Provided text =>

VIEWPOINT
AMITABH SHUKLA
One of the most enduring
mysteries of Indian politics in recent times would perhaps be the diminishing
clout of the Congress in Punjab at a time when it has a
Sikh Prime Minister.
In the last 10 years, ever since
Manmohan Singh became the Prime Minister in 2004, Congress has been on a losing
spree in the State and has virtually lost all the polls — be it of the
Assembly, by-elections, municipal polls, Panchayat polls, SGPC elections and
what not. The situation has come to such
a pass that Congress MLAs have been deserting their parties, contesting by-polls
and becoming MLAs of the SAD again. No one in politics would take such a risk
unless there is guarantee of winning.
Of course, in between the losses,
in 2009 Lok Sabha polls, Congress did reasonably well winning 8 of the 13 Lok
Sabha seats when Singh was projected as the prime ministerial candidate of the
party. In that election, I remember visiting several constituencies in Punjab
and finding much to my surprise that the pictures of Manmohan Singh were much
bigger than that of the Congress president in the publicity material of the
party. Clearly, it paid electoral dividends.

Stored data entries =>

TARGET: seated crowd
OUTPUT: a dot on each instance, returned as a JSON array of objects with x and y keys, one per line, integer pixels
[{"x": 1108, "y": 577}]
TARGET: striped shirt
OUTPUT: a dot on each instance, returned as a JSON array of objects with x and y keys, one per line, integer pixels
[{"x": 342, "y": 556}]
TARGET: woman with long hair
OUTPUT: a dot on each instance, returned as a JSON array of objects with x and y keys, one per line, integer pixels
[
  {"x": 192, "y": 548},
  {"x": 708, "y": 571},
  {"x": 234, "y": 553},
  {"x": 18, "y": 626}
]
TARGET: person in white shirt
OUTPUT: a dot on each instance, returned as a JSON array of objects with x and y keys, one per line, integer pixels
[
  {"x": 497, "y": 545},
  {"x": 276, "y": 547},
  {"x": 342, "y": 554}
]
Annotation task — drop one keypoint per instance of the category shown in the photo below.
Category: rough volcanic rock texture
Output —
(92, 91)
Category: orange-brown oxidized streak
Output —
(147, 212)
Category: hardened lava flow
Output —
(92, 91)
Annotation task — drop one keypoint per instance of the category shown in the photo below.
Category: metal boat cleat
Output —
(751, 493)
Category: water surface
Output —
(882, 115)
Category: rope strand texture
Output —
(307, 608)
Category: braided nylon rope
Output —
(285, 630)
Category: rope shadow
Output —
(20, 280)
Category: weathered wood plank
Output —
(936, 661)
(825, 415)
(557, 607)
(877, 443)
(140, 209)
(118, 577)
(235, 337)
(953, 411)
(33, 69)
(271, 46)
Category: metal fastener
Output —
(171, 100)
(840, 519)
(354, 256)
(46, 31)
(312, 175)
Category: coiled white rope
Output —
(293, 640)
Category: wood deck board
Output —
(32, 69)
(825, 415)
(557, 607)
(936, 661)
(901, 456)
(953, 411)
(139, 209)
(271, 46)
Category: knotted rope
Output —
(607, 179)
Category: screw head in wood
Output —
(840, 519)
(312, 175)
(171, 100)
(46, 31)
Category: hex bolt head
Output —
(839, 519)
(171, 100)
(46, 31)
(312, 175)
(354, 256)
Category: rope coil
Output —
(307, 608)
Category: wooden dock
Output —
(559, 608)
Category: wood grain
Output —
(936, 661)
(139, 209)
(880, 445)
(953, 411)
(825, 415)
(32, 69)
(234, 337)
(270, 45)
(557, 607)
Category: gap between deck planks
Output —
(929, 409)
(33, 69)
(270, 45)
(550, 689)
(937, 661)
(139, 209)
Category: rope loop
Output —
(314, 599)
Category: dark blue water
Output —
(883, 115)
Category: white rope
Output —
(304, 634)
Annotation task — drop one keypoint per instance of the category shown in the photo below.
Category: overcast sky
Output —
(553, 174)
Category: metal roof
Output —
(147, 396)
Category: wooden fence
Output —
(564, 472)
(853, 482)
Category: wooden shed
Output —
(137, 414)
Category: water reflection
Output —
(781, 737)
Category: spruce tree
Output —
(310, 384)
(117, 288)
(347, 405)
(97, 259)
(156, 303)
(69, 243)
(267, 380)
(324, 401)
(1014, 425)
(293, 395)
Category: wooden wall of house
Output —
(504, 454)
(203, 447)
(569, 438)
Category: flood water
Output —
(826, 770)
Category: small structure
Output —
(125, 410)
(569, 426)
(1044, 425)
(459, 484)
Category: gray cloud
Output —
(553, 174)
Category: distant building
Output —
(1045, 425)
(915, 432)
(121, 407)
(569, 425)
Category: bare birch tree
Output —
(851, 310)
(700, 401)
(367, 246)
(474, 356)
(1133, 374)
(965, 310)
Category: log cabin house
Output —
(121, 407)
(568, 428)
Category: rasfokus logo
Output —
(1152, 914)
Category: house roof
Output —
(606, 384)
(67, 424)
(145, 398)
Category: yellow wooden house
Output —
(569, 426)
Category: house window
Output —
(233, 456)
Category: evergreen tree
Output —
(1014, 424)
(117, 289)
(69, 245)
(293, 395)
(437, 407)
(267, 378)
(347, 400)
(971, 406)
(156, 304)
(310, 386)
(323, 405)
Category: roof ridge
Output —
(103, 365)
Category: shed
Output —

Work instructions =>
(1) In the viewpoint on Congress in Punjab, how many of the 13 Lok Sabha seats did Congress win in the 2009 polls?
(2) Render this sentence from the viewpoint on Congress in Punjab into Spanish: "No one in politics would take such a risk unless there is guarantee of winning."
(3) Extend the viewpoint on Congress in Punjab, picking up after its final sentence.

Results of the tasks =>
(1) Congress won 8 of the 13 Lok Sabha seats.

(2) Nadie en la política correría semejante riesgo a menos que haya garantía de ganar.

(3)
Apart from the 2009 polls,
Congress has nothing to show in the State — facing a crisis of sorts with
bickering leaders and dejected workers not knowing how to take the Akalis head
on. Perhaps it requires an intense political and sociological study to find out
why the base of Congress has been continuously slipping in the State despite
Manmohan Singh taking over in Delhi
whom many say is the tallest living Sikh personality.
Interestingly, all this has
unfolded in the last decade or so even when you do not hear a word against the
Prime Minister even by his political opponents in Punjab .
No one in Shiromani Akali Dal or Punjab unit of BJP
speaks anything against Singh even though they go all out in their attack on
Congress President Sonia Gandhi and vice-president Rahul Gandhi.
In fact, Akali Dal treats Singh
reverentially and even when you talk to the leaders in private, they have good
words for the Prime Minister. Clearly the party delineates Singh and Congress
and absolves him of all the follies of the party of which government he heads
in New Delhi . Due to the
appropriation of Singh by the Akali Dal, at the grass roots level, the Akali
Dal projects the Prime Minister as one of its own. No wonder, Chief Minister
Parkash Singh Badal rushes to meet the PM in Delhi
whenever the opportunity arises.
Even as the Akali Dal
appropriated Manmohan Singh as “one of its own”, Congress gradually started
disassociating from its own Prime Minister and now the party has practically
disowned him not only in Punjab but also elsewhere in
the country. Leave aside 2009, in
none of the polls thereafter Congress mentioned him in his home State nor did
the organisation ever refer to him as a towering leader from the State who made
it big nationally.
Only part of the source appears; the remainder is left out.